DIRECTIVE: Each line below must be set down exactly; omit any image you find.
Start EXERCISE MATERIAL
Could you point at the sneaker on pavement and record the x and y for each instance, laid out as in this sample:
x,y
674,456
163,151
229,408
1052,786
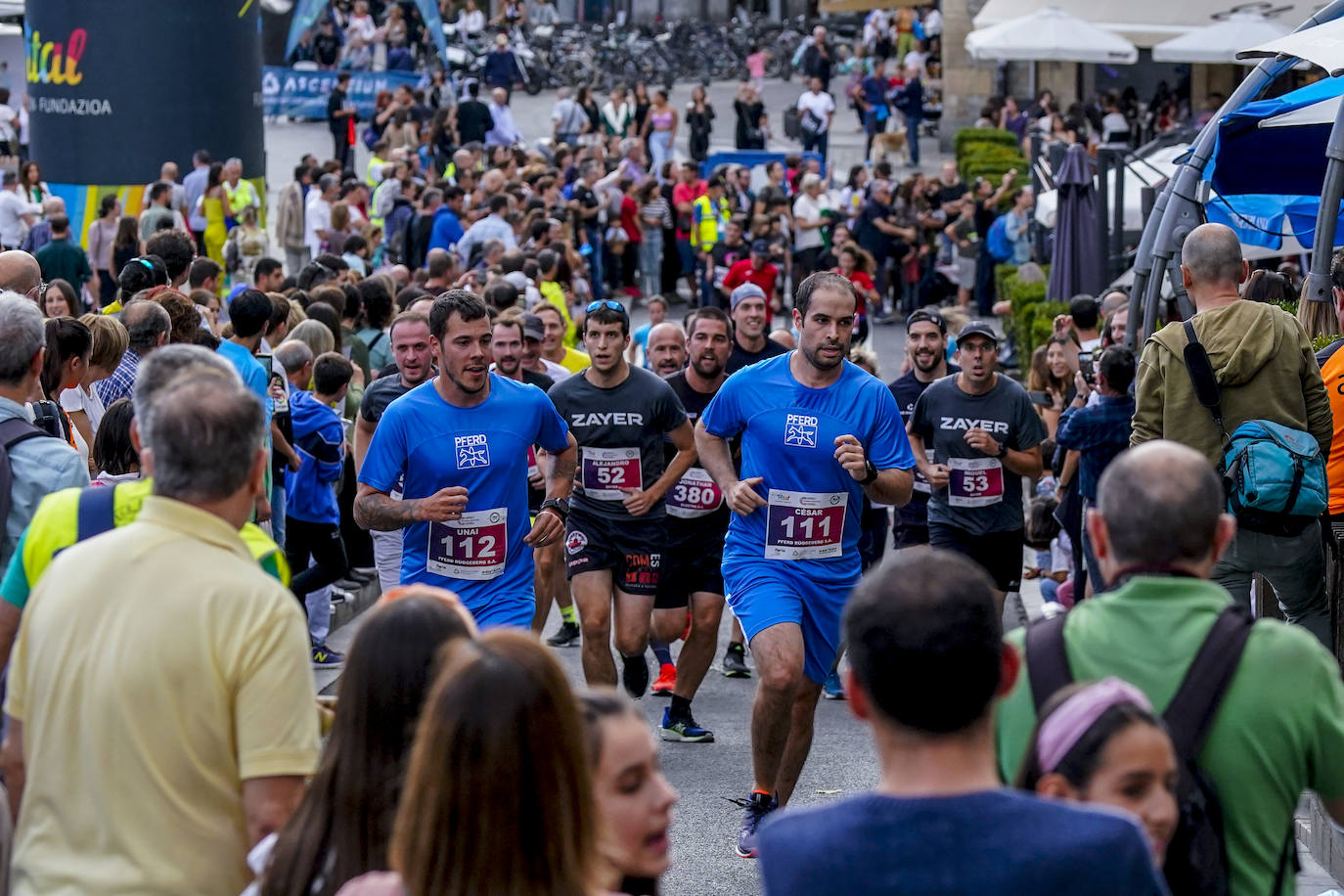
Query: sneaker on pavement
x,y
736,662
635,675
755,808
685,730
566,636
665,683
324,655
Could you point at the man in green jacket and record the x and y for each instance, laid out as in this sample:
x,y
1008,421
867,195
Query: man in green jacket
x,y
62,258
1266,370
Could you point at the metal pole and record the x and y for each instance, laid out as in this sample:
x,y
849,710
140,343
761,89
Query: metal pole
x,y
1103,161
1318,285
1117,227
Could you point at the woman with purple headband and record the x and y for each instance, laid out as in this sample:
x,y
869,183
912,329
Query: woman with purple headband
x,y
1100,743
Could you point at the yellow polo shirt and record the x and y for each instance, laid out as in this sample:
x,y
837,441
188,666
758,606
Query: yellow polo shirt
x,y
155,670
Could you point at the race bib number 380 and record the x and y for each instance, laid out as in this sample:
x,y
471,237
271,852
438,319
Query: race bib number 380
x,y
606,471
471,547
804,525
974,481
695,495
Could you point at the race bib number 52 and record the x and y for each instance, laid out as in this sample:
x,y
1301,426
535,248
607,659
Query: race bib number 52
x,y
607,471
471,547
804,525
974,481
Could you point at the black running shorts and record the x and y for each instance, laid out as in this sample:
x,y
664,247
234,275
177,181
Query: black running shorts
x,y
631,548
998,553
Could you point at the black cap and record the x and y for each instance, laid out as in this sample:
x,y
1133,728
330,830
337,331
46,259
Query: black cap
x,y
978,328
927,316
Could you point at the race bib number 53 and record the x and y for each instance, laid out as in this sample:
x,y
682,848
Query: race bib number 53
x,y
606,471
974,481
471,547
804,525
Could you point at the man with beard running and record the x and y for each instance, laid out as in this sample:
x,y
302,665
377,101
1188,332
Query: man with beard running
x,y
926,344
697,521
976,435
459,448
414,362
819,434
750,316
617,527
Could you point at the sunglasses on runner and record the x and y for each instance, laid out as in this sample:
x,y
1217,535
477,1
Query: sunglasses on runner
x,y
607,304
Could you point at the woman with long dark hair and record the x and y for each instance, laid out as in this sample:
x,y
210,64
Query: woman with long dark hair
x,y
343,827
632,798
67,360
499,797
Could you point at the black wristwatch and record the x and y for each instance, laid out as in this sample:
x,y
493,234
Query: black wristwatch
x,y
560,506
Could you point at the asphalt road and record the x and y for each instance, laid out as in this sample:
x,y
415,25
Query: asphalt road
x,y
843,759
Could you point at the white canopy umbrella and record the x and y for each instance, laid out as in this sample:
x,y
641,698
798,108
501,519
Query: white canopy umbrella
x,y
1322,46
1222,40
1050,35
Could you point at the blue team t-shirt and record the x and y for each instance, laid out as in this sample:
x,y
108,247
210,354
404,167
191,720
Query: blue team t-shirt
x,y
427,445
787,439
977,844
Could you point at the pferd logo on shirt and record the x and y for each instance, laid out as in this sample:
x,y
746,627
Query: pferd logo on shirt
x,y
471,452
800,430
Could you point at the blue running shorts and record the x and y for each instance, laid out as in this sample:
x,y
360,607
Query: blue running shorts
x,y
766,593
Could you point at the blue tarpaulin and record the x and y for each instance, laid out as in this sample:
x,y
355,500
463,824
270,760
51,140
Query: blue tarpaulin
x,y
302,94
1268,180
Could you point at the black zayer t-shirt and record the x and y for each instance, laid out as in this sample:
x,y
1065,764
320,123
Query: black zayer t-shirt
x,y
620,432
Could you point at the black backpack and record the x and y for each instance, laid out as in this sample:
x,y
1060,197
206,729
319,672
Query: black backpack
x,y
11,432
1196,859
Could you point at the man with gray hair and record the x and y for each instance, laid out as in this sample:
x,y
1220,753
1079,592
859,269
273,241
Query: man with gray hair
x,y
191,724
567,119
1160,531
21,272
1265,370
36,463
148,326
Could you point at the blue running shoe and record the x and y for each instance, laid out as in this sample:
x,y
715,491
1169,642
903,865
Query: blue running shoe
x,y
755,808
685,730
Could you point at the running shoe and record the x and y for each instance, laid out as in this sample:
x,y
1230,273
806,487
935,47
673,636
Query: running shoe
x,y
665,683
755,808
685,730
566,636
736,662
324,655
635,675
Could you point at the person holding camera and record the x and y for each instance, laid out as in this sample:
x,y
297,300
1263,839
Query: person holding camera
x,y
1096,431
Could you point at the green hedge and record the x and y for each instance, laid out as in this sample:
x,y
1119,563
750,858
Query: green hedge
x,y
1031,319
983,136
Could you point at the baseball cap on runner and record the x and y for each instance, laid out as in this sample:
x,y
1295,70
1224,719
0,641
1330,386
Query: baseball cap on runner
x,y
927,316
978,328
534,328
742,293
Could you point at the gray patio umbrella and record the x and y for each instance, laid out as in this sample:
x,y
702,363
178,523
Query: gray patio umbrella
x,y
1075,266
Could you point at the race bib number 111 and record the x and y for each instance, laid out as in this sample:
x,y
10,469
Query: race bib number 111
x,y
804,525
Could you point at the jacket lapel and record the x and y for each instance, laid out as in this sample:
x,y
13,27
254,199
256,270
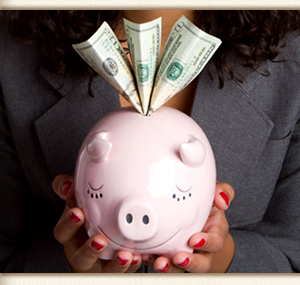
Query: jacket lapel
End EXERCISE MATERIAL
SOLUTION FOR THIS EXERCISE:
Could you point at the sneaker on pavement and record the x and y for each instance, laid out as in this sample:
x,y
674,456
163,151
229,408
1052,786
Query: sneaker on pavement
x,y
736,662
635,675
755,808
685,730
566,636
665,683
324,655
Could you point at the man in green jacket and record the x and y for each instance, laid out as in this sample:
x,y
1008,421
867,195
Query: man in green jacket
x,y
62,258
1266,370
Could you point at the metal pole and record the x and y for each instance, laid out as in this sample:
x,y
849,710
140,343
761,89
Query: metal pole
x,y
1103,161
1318,285
1117,227
Could you point at the woman with purple headband and record the x and y for each instance, laid out as in this sample:
x,y
869,183
912,329
Query: woman with purple headband
x,y
1100,743
Could you point at the yellow polo shirt and record the x and y for each instance, laid out as in this sample:
x,y
837,441
188,666
758,606
Query: yellow polo shirt
x,y
155,670
Could you point at the race bib number 380 and record the x and y for each instance, laid out as in this sample:
x,y
471,237
271,852
438,319
Query: race bib number 380
x,y
606,471
471,547
804,525
974,481
695,495
Could you point at the race bib number 52 and record the x and y for each instance, laid out as in this sample:
x,y
1301,426
535,248
607,659
Query: race bib number 52
x,y
607,471
471,547
804,525
974,481
Could you point at the black running shorts and record the x and y for each instance, laid out as in this sample:
x,y
664,247
234,275
177,181
Query: black running shorts
x,y
631,548
998,553
Could you point at the black cap and record the x and y for each instance, laid out as in this sample:
x,y
1133,728
330,830
337,331
46,259
Query: black cap
x,y
978,328
927,316
Could you point at the race bib number 53 and record the x and y for each instance, laid out as in this sample:
x,y
682,848
Query: race bib number 53
x,y
606,471
974,481
471,547
804,525
Could you point at the man with beard running and record the x and y for each instance, laid out as in this sample:
x,y
302,665
377,101
1188,332
Query: man with beard running
x,y
926,344
697,521
976,435
459,448
414,362
819,434
750,316
617,527
Could you point at the sunglasses on runner and record the x and y for each instance, laid out as in this sample:
x,y
1217,535
477,1
Query: sunglasses on runner
x,y
607,304
Could you point at the woman with long dark hair and record the x and y for each instance, laid out as in this sample:
x,y
210,64
Query: woman with long dark hair
x,y
343,827
632,798
67,360
499,797
Could you point at the black wristwatch and record the x and y for each instance, laid out as in this sample:
x,y
493,234
Query: black wristwatch
x,y
560,506
Could you point at the asphalt road and record the x and y for each instance, laid out as in this sample:
x,y
415,25
Query: asphalt road
x,y
843,759
Could you point at the white canopy umbrella and record the x and y for each instance, laid out as in this sample:
x,y
641,698
798,108
501,519
Query: white canopy umbrella
x,y
1322,46
1222,40
1050,35
Could you point at the blue team t-shirt and record the x and y for each instance, laid out as in this sample:
x,y
108,247
210,354
404,167
191,720
Query: blue team t-shirt
x,y
427,445
787,439
977,844
Could you point at the pferd logo on shirt and record the x and y for each instance, laid out as in this sample:
x,y
746,627
Query: pferd logo on shirt
x,y
471,452
800,430
Could you point at the blue running shorts and record the x and y for each instance, laid out as in this sample:
x,y
360,607
Query: blue running shorts
x,y
766,593
Could you point at the blue tarpaulin and record the x and y for each instance, laid out as in this sample:
x,y
355,500
463,824
270,760
51,140
Query: blue tarpaulin
x,y
302,94
1268,180
Could you point at the black zayer t-shirt and record the x and y for each instance, laid out as in this sample:
x,y
1065,764
320,123
Query: black zayer t-shirt
x,y
620,432
Could you point at the black backpack and record the x and y for each instance, laid out as in this sample:
x,y
1060,197
206,729
319,672
Query: black backpack
x,y
11,432
1196,859
Could you point at the man with gray hair and record the x and y for each instance, laid out as in this sample:
x,y
1220,753
1079,592
859,269
273,241
Query: man with gray hair
x,y
191,724
567,119
1160,531
21,272
1265,370
36,463
148,326
Could you point at the blue running shoe and record the x and y for each instance, laid out as in this sample:
x,y
715,491
1169,642
903,865
Query: blue running shoe
x,y
755,808
685,730
Could you point at the running shoe and record the x and y for each instance, laid out as in this sample:
x,y
1230,273
806,487
935,47
673,636
Query: running shoe
x,y
665,683
755,808
685,730
566,636
736,662
324,655
635,675
Could you point at the person holding camera and record the x and y for each instance, laid out as in this sample:
x,y
297,300
1263,839
Query: person holding camera
x,y
1096,431
Could you point at the green hedge and record the x and y for each instance, laid out as in this sample:
x,y
1119,563
750,858
Query: green hedge
x,y
1031,319
983,136
Could you point at the baseball cap on runner and record the x and y for each instance, laid out as in this sample:
x,y
1295,70
1224,719
0,641
1330,386
Query: baseball cap on runner
x,y
927,316
978,328
534,328
742,293
Could you point at the gray patio umbrella and record the x and y for each instance, laid out as in this sample:
x,y
702,363
178,523
Query: gray patio umbrella
x,y
1075,266
Could you point at the race bib number 111 and record the x and y for each instance, laid out as in this sample:
x,y
10,469
Query: race bib number 111
x,y
804,525
Could you point at the jacket lapel and record the x and y for each instance, laid out as in this sample:
x,y
13,27
254,199
256,270
Query: jacket lapel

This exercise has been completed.